Top of Extracted data

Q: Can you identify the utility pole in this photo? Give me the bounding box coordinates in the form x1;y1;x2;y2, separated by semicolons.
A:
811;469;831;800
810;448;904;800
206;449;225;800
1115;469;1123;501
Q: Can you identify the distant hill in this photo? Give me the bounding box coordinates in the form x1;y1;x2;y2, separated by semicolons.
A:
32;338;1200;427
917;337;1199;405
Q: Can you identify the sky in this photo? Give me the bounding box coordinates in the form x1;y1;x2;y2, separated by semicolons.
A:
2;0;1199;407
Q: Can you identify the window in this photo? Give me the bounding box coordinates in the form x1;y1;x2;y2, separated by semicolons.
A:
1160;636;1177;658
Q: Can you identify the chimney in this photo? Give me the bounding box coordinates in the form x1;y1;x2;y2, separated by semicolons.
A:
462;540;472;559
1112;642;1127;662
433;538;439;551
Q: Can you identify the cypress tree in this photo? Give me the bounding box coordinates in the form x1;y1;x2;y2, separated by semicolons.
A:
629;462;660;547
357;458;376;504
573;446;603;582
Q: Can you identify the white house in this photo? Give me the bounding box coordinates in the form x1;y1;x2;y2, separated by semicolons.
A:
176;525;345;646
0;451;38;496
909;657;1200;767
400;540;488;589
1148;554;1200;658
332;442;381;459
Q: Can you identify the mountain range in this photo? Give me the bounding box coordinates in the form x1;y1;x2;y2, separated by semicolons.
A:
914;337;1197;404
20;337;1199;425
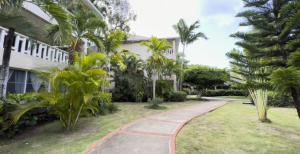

Bottom of Extracted data

▶ **What you have to do**:
The preceding entries are to be written out again exactly, with the pictures removed.

▶ **Exercise response**:
Q: Can you identify the utility pole in this photo? Give me the bounding box coordinates in the form x1;y1;x2;y2, separated by semicolons.
A:
811;469;831;800
810;448;904;800
206;449;225;800
1115;469;1123;501
Q: Can you identify the distant hill in this photo? Give me the bounding box coordinates in the form x1;y1;x2;y2, separated by semicolons.
A:
32;338;1200;427
917;337;1199;405
Q: Can you identify the sky in this photo? Give me the bounding box coordinates in the form x1;y1;x2;y2, separated by semicolons.
A:
2;0;1199;407
Q: Can you identify the window in this photo? Give me the bounding box coordinates in the form x1;y1;x2;y2, separated by semicolons.
A:
1160;636;1177;658
Q: Can you identify the chimney in this photo? Give me the bounding box coordinates in the form x1;y1;x2;y2, separated by semicolons.
A:
462;540;472;559
1112;642;1127;662
433;538;439;551
Q: Can you identify the cypress tree in this photo? Give me the bounding box coordinates in the form x1;y1;x2;y2, separated by semicolons.
A:
629;462;660;547
357;458;376;504
573;446;603;582
Q: Can you identify the white house in this photo? Give me the bounding box coordinates in the form x1;y1;x2;y2, separated by semicolons.
A:
176;525;345;646
0;451;38;496
909;657;1200;767
400;540;488;589
1148;554;1200;658
332;442;381;459
Q: Can you identify the mountain range in this photo? Give me the bounding box coordinates in the form x1;y1;x2;y2, separated by semicolons.
A:
914;337;1197;404
20;337;1199;425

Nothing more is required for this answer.